Rows of box annotation data >>
::::::

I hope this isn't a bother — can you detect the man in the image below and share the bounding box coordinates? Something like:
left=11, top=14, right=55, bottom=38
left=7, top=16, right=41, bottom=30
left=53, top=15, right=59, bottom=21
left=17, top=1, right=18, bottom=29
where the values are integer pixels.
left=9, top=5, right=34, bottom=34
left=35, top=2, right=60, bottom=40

::::::

Given request >> Rewrite each line of the material above as a numbered list, leaving out any blank lines.

Written answer >>
1. I hope this isn't a bother — can you detect the man in the image below and share the bounding box coordinates? Something like:
2. left=11, top=14, right=55, bottom=38
3. left=7, top=16, right=41, bottom=30
4. left=53, top=15, right=59, bottom=21
5. left=17, top=1, right=18, bottom=29
6. where the values are integer pixels.
7. left=9, top=5, right=34, bottom=34
8. left=35, top=2, right=60, bottom=40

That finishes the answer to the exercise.